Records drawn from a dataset

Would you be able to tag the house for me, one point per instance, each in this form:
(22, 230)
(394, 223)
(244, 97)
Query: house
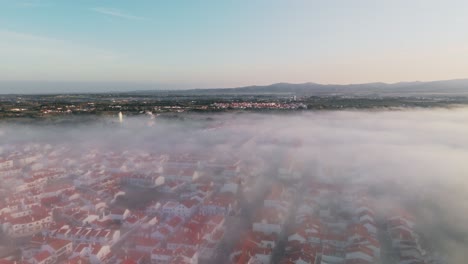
(59, 248)
(359, 252)
(161, 255)
(43, 257)
(95, 253)
(269, 220)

- [ASSIGNMENT]: Your copy should match every record exactly and contain no pictures.

- [RESPONSE]:
Would you be able to tag the house for me, one point per instance, each in this form:
(22, 230)
(394, 223)
(244, 97)
Query: house
(59, 248)
(359, 252)
(161, 255)
(43, 257)
(95, 253)
(269, 220)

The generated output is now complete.